• _AUFGABENSTELLUNG_
Schreibe alle folgenden Zeilen Wort für Wort ab.

§

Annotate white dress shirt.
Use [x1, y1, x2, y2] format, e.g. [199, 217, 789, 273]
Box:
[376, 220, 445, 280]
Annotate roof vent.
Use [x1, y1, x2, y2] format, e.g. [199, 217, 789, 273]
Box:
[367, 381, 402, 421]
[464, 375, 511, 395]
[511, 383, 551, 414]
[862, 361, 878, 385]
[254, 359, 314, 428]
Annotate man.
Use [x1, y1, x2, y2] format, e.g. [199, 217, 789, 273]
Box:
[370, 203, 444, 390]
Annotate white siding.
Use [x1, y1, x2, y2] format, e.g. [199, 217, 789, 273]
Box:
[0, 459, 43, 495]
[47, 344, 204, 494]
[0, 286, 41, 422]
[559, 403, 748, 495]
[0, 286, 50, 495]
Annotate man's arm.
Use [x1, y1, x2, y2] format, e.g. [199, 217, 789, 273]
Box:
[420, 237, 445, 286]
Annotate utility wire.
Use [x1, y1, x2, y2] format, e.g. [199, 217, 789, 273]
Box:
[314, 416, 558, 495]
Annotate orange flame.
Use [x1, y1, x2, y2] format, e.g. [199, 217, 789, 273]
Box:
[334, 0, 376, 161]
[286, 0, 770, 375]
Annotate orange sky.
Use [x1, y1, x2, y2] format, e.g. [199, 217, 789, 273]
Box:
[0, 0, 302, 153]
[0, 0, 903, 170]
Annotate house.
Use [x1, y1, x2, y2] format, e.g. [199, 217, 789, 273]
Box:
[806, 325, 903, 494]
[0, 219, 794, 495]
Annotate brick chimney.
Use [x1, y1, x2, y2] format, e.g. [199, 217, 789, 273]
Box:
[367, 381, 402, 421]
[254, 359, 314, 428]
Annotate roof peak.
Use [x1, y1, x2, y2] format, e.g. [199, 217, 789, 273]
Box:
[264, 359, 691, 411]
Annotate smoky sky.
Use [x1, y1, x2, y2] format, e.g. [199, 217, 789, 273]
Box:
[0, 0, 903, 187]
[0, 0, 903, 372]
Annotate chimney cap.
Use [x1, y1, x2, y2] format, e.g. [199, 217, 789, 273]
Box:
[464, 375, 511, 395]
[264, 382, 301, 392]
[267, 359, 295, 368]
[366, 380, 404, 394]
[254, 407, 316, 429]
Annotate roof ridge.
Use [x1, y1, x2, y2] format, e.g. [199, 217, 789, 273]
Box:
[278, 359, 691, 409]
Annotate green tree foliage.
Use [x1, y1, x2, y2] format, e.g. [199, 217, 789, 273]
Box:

§

• _RICHTIGE ANTWORT_
Annotate white dress shirt.
Use [x1, y1, x2, y2] format, e.g. [199, 217, 789, 273]
Box:
[376, 220, 445, 280]
Annotate roof vent.
Use [x1, y1, x2, y2] format, e.g. [199, 217, 789, 273]
Box:
[367, 381, 402, 421]
[464, 375, 511, 395]
[511, 383, 551, 414]
[862, 361, 878, 385]
[254, 359, 314, 428]
Annotate man.
Use [x1, y1, x2, y2] format, e.g. [199, 217, 789, 273]
Box:
[370, 203, 444, 390]
Annotate white siding.
Use [x1, y1, x2, y2] format, e.g. [199, 217, 789, 273]
Box:
[0, 459, 43, 495]
[47, 344, 204, 494]
[0, 286, 41, 422]
[559, 403, 748, 495]
[0, 286, 50, 495]
Annotate man's arm.
Use [x1, y1, x2, y2] format, e.g. [199, 217, 789, 273]
Box:
[420, 237, 445, 286]
Annotate utility wire.
Use [x1, y1, x2, y2] format, e.g. [199, 217, 789, 273]
Box:
[314, 416, 558, 495]
Annotate orange flame.
Use [x1, y1, x2, y2] format, e.g. [199, 217, 789, 273]
Box:
[334, 0, 376, 161]
[286, 0, 770, 375]
Annotate orange sky.
Use [x1, y1, x2, y2] format, e.g. [199, 217, 789, 273]
Box:
[0, 0, 302, 153]
[0, 0, 903, 170]
Annotate house.
Use [x1, y1, x2, y2] format, e.g. [199, 217, 789, 273]
Box:
[806, 325, 903, 494]
[0, 219, 794, 495]
Annotate brick chimney.
Use [x1, y1, x2, y2] format, e.g. [199, 217, 789, 273]
Box:
[367, 381, 402, 421]
[254, 359, 314, 428]
Annotate roof peak.
Use [x1, y1, x2, y2] format, e.g. [199, 217, 789, 273]
Box:
[264, 359, 691, 411]
Annotate smoky sky.
Use [x1, y1, x2, y2] format, e.g. [199, 217, 789, 273]
Box:
[0, 0, 903, 187]
[0, 0, 903, 372]
Annotate chimney cap.
Use [x1, y1, x2, y2] format, e.g. [199, 217, 789, 273]
Box:
[464, 375, 511, 395]
[264, 382, 301, 392]
[267, 359, 295, 368]
[366, 380, 404, 394]
[254, 407, 316, 429]
Annotate roof ridge.
Use [x1, y1, x2, y2] format, e.g. [199, 217, 789, 273]
Box:
[278, 359, 691, 409]
Annotate green tree foliage.
Use [x1, y1, x2, y2] format, e.g. [199, 217, 789, 273]
Box:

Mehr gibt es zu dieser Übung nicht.